• [TEXT SHOWN]:
Segment Open

4) Performance: The test_disk plugin shows markedly improved performance,
particularly in the area of (uncached) directory scanning, due partly to
more optimal directory reading and to a better sector cache algorithm.
Uncached times tend to be better while there is a bit of a slowdown in
dircache due to it being a bit heavier of an implementation. It's not
noticeable by a human as far as I can say.
Key core changes:
1) Files and directories share core code and data structures.
2) The filesystem code knows which descriptors refer to same file.
This ensures that changes from one stream are appropriately reflected
in every open descriptor for that file (fileobj_mgr.c).
3) File and directory cache buffers are borrowed from the main sector
cache. This means that when they are not in use by a file, they are not
wasted, but used for the cache. Most of the time, only a few of them
are needed. It also means that adding more file and directory handles
is less expensive. All one must do in ensure a large enough cache to
borrow from.

Segment Closed

• [RECORDED DATA]:
Segment Open

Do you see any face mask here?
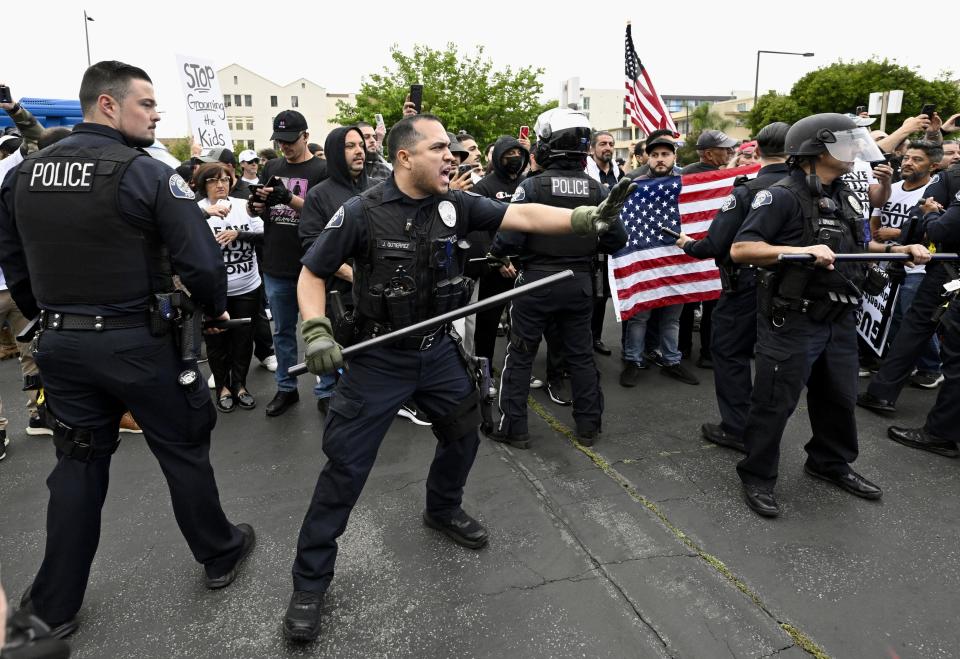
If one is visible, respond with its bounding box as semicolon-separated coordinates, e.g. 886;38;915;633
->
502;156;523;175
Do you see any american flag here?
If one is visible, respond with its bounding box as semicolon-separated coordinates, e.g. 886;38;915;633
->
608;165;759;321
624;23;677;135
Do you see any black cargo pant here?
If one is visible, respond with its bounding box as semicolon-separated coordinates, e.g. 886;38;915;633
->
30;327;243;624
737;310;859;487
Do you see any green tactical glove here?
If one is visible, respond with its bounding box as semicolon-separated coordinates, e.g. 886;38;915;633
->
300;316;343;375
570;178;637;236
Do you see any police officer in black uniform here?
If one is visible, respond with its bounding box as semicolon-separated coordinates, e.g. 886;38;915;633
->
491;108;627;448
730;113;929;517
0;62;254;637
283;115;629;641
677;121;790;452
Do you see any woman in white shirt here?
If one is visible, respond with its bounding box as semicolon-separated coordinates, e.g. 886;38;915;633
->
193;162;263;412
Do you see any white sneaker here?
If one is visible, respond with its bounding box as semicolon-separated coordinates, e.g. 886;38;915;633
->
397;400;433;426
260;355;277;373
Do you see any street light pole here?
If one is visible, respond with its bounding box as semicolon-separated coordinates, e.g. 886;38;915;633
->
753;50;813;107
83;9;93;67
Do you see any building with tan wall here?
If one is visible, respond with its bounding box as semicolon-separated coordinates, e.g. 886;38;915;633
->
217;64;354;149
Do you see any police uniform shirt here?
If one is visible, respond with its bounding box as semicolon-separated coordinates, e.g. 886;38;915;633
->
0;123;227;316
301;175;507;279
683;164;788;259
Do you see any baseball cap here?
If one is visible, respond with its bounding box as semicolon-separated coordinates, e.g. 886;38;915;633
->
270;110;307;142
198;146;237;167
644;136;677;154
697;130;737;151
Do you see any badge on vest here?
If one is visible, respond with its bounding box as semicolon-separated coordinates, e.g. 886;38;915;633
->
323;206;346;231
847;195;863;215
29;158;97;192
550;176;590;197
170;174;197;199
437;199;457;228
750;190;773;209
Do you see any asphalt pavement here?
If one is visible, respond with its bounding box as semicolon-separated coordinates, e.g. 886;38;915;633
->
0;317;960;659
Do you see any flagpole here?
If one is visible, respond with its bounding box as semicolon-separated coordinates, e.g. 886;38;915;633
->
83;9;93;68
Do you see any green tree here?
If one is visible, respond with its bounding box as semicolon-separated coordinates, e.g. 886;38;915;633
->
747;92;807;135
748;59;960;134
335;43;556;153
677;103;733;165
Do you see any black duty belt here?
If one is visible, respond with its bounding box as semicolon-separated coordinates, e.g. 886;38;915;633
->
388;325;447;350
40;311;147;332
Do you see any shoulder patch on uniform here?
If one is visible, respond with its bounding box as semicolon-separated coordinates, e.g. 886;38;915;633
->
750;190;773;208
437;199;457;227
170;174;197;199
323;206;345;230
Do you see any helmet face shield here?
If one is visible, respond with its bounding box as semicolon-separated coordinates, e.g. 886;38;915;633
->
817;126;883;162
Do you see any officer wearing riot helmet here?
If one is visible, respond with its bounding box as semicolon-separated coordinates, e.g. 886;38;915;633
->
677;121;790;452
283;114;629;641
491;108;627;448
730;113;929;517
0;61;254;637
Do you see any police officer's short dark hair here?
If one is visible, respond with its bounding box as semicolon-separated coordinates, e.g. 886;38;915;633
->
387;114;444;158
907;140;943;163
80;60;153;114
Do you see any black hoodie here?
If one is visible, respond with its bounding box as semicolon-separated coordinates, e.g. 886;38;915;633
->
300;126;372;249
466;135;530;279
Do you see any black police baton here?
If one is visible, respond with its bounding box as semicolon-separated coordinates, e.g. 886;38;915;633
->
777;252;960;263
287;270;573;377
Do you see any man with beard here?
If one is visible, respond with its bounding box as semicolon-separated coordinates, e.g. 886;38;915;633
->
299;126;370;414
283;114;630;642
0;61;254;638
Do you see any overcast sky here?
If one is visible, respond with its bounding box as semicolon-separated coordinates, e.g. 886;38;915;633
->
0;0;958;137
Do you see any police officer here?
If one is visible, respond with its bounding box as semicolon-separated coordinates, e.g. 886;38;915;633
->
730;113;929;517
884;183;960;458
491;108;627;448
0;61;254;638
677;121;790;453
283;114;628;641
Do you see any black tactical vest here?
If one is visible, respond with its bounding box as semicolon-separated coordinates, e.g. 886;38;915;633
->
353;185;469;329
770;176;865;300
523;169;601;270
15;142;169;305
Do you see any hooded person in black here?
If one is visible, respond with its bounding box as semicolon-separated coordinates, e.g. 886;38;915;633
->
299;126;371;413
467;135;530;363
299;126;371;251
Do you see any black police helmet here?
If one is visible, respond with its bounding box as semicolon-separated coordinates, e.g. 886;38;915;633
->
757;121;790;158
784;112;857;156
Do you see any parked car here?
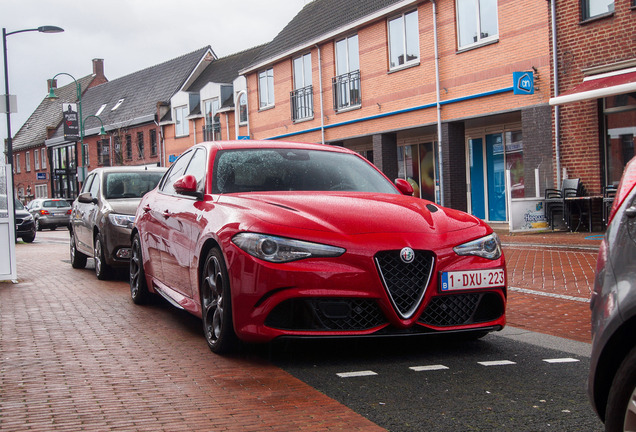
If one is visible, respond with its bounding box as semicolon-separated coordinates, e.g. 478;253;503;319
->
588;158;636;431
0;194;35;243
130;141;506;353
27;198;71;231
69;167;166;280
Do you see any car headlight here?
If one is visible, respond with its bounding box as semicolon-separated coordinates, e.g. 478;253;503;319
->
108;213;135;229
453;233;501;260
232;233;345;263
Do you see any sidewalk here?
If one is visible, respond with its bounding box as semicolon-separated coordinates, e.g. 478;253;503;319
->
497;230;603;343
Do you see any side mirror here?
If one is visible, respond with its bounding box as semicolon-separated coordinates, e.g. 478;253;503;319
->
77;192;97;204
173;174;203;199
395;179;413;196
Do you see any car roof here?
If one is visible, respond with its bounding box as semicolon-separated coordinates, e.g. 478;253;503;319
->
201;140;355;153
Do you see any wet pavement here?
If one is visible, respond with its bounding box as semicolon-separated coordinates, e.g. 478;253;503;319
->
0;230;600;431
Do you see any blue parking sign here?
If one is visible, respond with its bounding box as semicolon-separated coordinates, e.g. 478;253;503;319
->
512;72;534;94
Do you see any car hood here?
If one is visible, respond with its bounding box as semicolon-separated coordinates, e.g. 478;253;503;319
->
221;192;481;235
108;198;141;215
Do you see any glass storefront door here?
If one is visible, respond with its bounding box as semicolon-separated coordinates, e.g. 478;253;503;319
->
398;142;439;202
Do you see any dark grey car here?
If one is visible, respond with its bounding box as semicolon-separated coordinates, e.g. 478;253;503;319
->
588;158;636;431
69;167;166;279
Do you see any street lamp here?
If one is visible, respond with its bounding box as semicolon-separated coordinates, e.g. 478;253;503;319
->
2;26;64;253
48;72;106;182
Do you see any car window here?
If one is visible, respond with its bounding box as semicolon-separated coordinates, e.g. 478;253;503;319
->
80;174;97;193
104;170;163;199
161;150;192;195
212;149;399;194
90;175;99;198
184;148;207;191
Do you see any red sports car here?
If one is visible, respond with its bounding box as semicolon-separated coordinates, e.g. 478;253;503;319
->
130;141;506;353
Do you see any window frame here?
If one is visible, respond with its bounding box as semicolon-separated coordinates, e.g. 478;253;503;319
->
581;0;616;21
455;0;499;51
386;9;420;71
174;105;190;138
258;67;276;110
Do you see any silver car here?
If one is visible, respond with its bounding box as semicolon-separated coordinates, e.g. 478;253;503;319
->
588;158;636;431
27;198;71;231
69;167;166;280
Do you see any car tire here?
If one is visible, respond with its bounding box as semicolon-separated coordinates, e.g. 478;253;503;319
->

Segment Closed

• [YOUR TASKS]:
#1 List the key core changes that the filesystem changelog names, one line each.
#2 Please output the passage of the filesystem changelog between "Uncached times tend" and "as I can say.", inclusive, word for word.

• [SOLVED TASKS]:
#1
1) Files and directories share core code and data structures.
2) The filesystem code knows which descriptors refer to same file.
3) File and directory cache buffers are borrowed from the main sector cache.

#2
Uncached times tend to be better while there is a bit of a slowdown in
dircache due to it being a bit heavier of an implementation. It's not
noticeable by a human as far as I can say.